TO DO: Return all entries word for word, but drop any images.

-- Begin MATERIAL SHOWN --

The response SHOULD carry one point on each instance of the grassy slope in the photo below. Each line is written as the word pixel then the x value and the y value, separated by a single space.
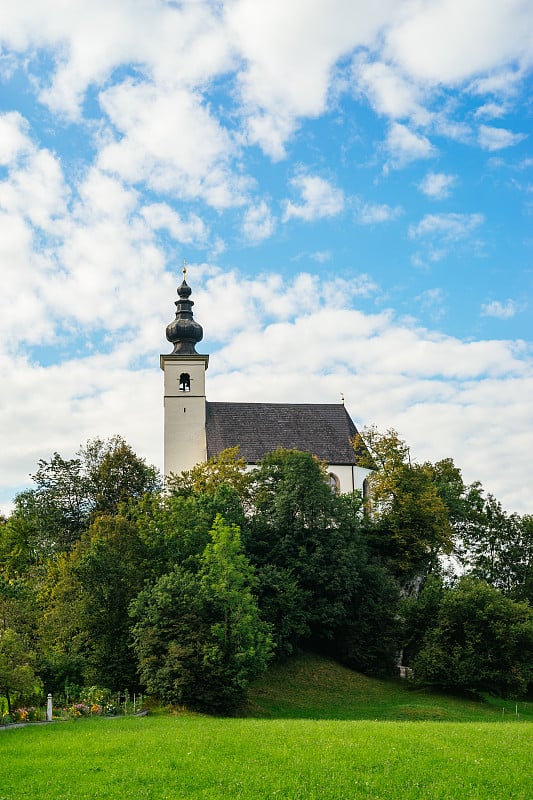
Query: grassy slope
pixel 335 750
pixel 310 687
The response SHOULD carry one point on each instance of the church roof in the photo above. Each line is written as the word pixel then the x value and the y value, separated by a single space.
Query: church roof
pixel 325 430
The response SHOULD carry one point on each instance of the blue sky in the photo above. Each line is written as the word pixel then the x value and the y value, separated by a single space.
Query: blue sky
pixel 350 183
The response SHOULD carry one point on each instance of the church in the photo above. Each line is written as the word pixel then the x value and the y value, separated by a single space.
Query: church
pixel 197 429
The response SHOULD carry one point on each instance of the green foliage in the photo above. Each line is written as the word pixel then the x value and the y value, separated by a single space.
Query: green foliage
pixel 498 547
pixel 409 523
pixel 226 469
pixel 369 639
pixel 480 641
pixel 198 637
pixel 17 676
pixel 69 493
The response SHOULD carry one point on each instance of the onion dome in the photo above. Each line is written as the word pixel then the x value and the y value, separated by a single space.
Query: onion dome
pixel 183 332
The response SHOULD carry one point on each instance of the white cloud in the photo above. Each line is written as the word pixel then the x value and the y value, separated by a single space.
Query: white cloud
pixel 258 223
pixel 437 185
pixel 189 231
pixel 491 111
pixel 404 146
pixel 450 227
pixel 321 256
pixel 499 310
pixel 289 51
pixel 467 400
pixel 170 141
pixel 450 41
pixel 319 199
pixel 387 90
pixel 498 138
pixel 376 213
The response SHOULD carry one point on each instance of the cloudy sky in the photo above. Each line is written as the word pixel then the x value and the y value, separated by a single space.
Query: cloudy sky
pixel 350 182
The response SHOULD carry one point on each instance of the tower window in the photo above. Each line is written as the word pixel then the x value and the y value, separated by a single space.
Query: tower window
pixel 334 483
pixel 185 382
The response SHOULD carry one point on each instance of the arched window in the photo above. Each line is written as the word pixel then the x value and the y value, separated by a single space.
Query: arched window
pixel 334 482
pixel 185 382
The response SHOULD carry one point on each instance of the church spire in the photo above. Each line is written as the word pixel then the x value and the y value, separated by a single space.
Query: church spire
pixel 183 332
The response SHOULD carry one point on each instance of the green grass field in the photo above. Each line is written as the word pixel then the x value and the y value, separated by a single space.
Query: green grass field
pixel 312 733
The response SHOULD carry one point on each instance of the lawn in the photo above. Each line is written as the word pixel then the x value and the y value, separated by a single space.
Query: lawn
pixel 313 730
pixel 200 757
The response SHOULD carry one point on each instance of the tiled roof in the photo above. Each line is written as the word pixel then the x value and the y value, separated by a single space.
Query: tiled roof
pixel 258 428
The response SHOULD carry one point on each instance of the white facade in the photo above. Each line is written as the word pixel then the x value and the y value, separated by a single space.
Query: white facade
pixel 184 401
pixel 348 477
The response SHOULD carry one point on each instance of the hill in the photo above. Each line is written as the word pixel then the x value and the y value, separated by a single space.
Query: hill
pixel 311 687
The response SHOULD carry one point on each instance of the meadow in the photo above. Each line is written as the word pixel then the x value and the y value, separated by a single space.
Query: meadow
pixel 398 744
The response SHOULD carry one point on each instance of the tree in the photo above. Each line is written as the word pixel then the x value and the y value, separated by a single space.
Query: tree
pixel 115 474
pixel 409 523
pixel 69 493
pixel 198 637
pixel 85 628
pixel 17 677
pixel 225 469
pixel 498 548
pixel 369 639
pixel 480 641
pixel 311 537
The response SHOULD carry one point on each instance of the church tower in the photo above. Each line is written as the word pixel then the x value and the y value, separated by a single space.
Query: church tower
pixel 184 370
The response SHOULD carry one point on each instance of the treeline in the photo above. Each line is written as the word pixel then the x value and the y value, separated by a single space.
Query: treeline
pixel 189 593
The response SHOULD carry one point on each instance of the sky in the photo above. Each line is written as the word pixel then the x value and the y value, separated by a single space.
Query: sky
pixel 349 181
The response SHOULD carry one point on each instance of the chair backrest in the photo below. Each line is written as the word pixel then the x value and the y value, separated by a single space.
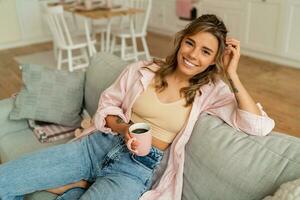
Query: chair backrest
pixel 58 26
pixel 141 20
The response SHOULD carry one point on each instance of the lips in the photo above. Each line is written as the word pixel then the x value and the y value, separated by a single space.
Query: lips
pixel 188 63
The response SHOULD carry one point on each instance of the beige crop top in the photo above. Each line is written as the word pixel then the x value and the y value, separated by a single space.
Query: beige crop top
pixel 165 119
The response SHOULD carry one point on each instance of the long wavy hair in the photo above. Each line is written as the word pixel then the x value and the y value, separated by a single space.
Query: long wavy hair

-- End MATERIAL SHOWN --

EXERCISE RESULT:
The response SHOULD carry one point on each instance of the grassy slope in the photo below. Each line is written as the word pixel then the x value and the y value, separated by a single space.
Query: grassy slope
pixel 335 750
pixel 310 687
The response SHOULD carry one point on each instance of the church roof in the photo above. Each line is written as the word pixel then the x value and the y value, separated by a single space.
Query: church roof
pixel 325 430
The response SHOULD carry one point on each instance of the blue sky in the photo above. Each line is written as the word pixel then the x value and the y value, separated by a single space.
Query: blue sky
pixel 350 183
The response SHOULD carry one point on each instance of the church in the photo above. Each line is written as the word pixel then the x value and the y value, separated by a single space.
Query: church
pixel 197 429
The response SHOULD carry one point on each instance of the green foliage in the photo above. Each line is written as the word pixel then the x value and the y value, separated by a single space.
Query: green foliage
pixel 498 547
pixel 409 523
pixel 226 469
pixel 369 639
pixel 480 641
pixel 198 637
pixel 17 676
pixel 69 493
The response SHOULD carry one point on each instance of the onion dome in the photo above. Each line is written as the word pixel then the x value and the y value, separated by a single space.
Query: onion dome
pixel 183 332
The response SHOULD carry one point on each instance of the white cloud in the photo above. Each line is written as the word pixel then the x value and the y value, separated by a single space.
Query: white cloud
pixel 258 223
pixel 437 185
pixel 189 231
pixel 491 111
pixel 404 146
pixel 450 227
pixel 321 256
pixel 499 310
pixel 289 51
pixel 467 400
pixel 170 141
pixel 450 41
pixel 319 199
pixel 387 90
pixel 498 138
pixel 376 213
The response SHOULD carry one point on each instance of the cloudy sky in the photo above. Each line is written as the word pixel then the x value and the y value, separated by a single space.
Query: cloudy sky
pixel 350 182
The response SHOULD carry one point on each instance of the tower window in the photo above. Each line is written as the word pixel then the x value and the y value, separated by a single space.
Query: tower window
pixel 334 483
pixel 185 382
The response SHOULD carry one point on each instance of the arched window in the photo above. Each line is written as the word pixel then the x value and the y value, separated by a single space.
Query: arched window
pixel 334 482
pixel 185 382
The response SHOULD carry one point on each instance of the church spire in the photo above. Each line is written as the word pixel then the x value and the y value, separated by a single space.
Query: church spire
pixel 183 332
The response SHOULD carry one point on each instance of the green grass field in the photo above. Each line is written as the word pixel then the x value and the y value, separated by a single space.
Query: green grass field
pixel 312 733
The response SHOULD carry one point on each instance of the lawn in the photo above. Each line is written as the word pixel then the x value and the y value, separated by a single space.
Query: lawn
pixel 313 730
pixel 200 757
The response SHOULD carry one point on each instance of the tiled roof in the photo above. Each line is written as the word pixel then the x value and the y value, separated by a single space.
Query: tiled roof
pixel 258 428
The response SHOULD carry one point on each instance of the white facade in the photo above. Each line is written as the word pixel then the x value and the y value, separated by a single space.
Query: white facade
pixel 184 401
pixel 348 477
The response SHOULD carry one point on each instance of the hill in the photo above. Each line is written as the word pixel then the x value and the y value, separated by a single space.
Query: hill
pixel 311 687
The response SHOULD carry one point on each instance of the meadow in the photo above. Each line is written as the word pixel then the x value and the y value, separated by a single space.
Query: meadow
pixel 398 744
The response SHOULD carry one point on each instance of the tree in the photo above. Each line is written as the word pixel then the x value and the y value, separated by a single space.
Query: tree
pixel 115 474
pixel 409 523
pixel 69 493
pixel 198 637
pixel 85 628
pixel 17 677
pixel 225 469
pixel 498 548
pixel 369 639
pixel 480 641
pixel 311 537
The response SHOULD carry one point on each instance of the church tower in the photo above. Each line is written as the word pixel then the x value and the y value, separated by a single space.
Query: church tower
pixel 184 370
The response SHOULD carry one point on each instance of the treeline in the photo above. Each line is written as the word pixel then the x value and the y value, separated by a single space.
Query: treeline
pixel 189 593
The response SHOULD carry one point on each instance of the sky in the photo above. Each line is written as the word pixel then the x value and the y value, separated by a single space.
Query: sky
pixel 349 181
The response SHOULD carry one point on each instance of the chair backrest in the photo below. Each line is written as the word pixel then the x value and the y value, separated by a single space.
Query: chair backrest
pixel 58 26
pixel 141 20
The response SHOULD carry one point on each instance of the lips in the photo above. Each line is written as the word pixel then the x value and the y value, separated by a single space.
Query: lips
pixel 188 63
The response SHOULD carry one point on each instance of the beige crop top in the photo above. Each line is written as the word pixel then the x value and the y value, separated by a single space.
Query: beige crop top
pixel 165 119
The response SHOULD carry one point on each instance of the long wavy hair in the photo above. Each line is written as the word pixel then the x value and the y value, separated by a single space.
Query: long wavy hair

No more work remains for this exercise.